* _CONSIGNE 1_: Répétez mot pour mot toutes les lignes de la liste placée après le texte, sans en omettre aucune.
* * * * *
Après lecture de cet arrêt rendu par cette « haute juridiction » congolaise sous RP 3757 en catimini en date du 12 juillet 2013 au lieu du 15 juillet 2013 comme initialement annoncé par le Président de la chambre, sieur Bikoma en date du 08 juillet 2013, il y a lieu de relever ce qui suit :
  Quant à la forme
Il y a des graves violations de la loi premièrement celles de  l’art 21 al 1 de la Constitution qui dispose : « Tout jugement est écrit et motivé. Il est prononcé en audience publique » deuxièmement celle de l’art 43 de la loi organique n°13/011-B du 11 avril 2013 portant Organisation, fonctionnement et compétences des juridictions de droit commun qui veut qu’une ordonnance du reste motivée soit prise et notifiée aux parties lorsqu’on a dépassé le délai ou la date du prononcé fixée.

 Il est de principe que le jugement est prononcé en audience publique et en présence des prévenus ou requérants, pourquoi n’en a-t-il  pas été le cas dans le dossier d’Eric ? Pourquoi est-ce que le juge n’a pas respecté la date fixée c'est-à-dire le 15 et a préféré prononcer en catimini le 12 juillet ? Par ailleurs, l’affaire ne figurait aucunement  sur l’extrait du rôle de cette date là en violation des dispositions de l’article 25 de l’arrêté d’organisation judiciaire du 20 aout 1979 qui dispose : « Le greffier établit un extrait du rôle pour chaque audience.
* * * * *
* _CONSIGNE 2_: Reproduisez fidèlement le passage du texte ci-dessus, depuis « Il est de principe » jusqu'à « pour chaque audience. » inclus.

* _DONNÉES FOURNIES_:
* * * * *
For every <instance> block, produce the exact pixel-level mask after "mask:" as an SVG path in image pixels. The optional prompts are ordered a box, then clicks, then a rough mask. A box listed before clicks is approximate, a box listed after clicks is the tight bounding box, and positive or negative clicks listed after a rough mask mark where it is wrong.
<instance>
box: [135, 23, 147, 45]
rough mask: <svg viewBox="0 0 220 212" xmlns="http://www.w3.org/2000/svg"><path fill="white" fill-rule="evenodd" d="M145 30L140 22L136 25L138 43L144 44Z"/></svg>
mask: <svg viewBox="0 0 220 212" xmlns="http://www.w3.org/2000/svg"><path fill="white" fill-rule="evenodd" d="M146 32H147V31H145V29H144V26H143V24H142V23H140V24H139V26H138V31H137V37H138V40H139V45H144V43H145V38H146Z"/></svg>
* * * * *
* _RÉSULTAT 1_:
For every <instance> block, produce the exact pixel-level mask after "mask:" as an SVG path in image pixels. The optional prompts are ordered a box, then clicks, then a rough mask. A box listed before clicks is approximate, a box listed after clicks is the tight bounding box, and positive or negative clicks listed after a rough mask mark where it is wrong.
<instance>
box: [135, 23, 147, 45]
rough mask: <svg viewBox="0 0 220 212" xmlns="http://www.w3.org/2000/svg"><path fill="white" fill-rule="evenodd" d="M145 30L140 22L136 25L138 43L144 44Z"/></svg>
mask: <svg viewBox="0 0 220 212" xmlns="http://www.w3.org/2000/svg"><path fill="white" fill-rule="evenodd" d="M146 32H147V31H145V29H144V26H143V24H142V23H140V24H139V26H138V31H137V37H138V40H139V45H144V43H145V38H146Z"/></svg>

* _RÉSULTAT 2_:
Il est de principe que le jugement est prononcé en audience publique et en présence des prévenus ou requérants, pourquoi n’en a-t-il  pas été le cas dans le dossier d’Eric ? Pourquoi est-ce que le juge n’a pas respecté la date fixée c'est-à-dire le 15 et a préféré prononcer en catimini le 12 juillet ? Par ailleurs, l’affaire ne figurait aucunement  sur l’extrait du rôle de cette date là en violation des dispositions de l’article 25 de l’arrêté d’organisation judiciaire du 20 aout 1979 qui dispose : « Le greffier établit un extrait du rôle pour chaque audience.